• TASK BRIEF:
Swap each "instance" in the lines below for "object", and write the lines out again with nothing else changed.

▼

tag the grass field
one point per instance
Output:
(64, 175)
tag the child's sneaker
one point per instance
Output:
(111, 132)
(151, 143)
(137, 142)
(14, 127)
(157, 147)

▲

• TASK OUTPUT:
tag the grass field
one point per object
Output:
(64, 175)
tag the child's sneaker
one point per object
Output:
(111, 132)
(151, 143)
(137, 142)
(14, 127)
(157, 147)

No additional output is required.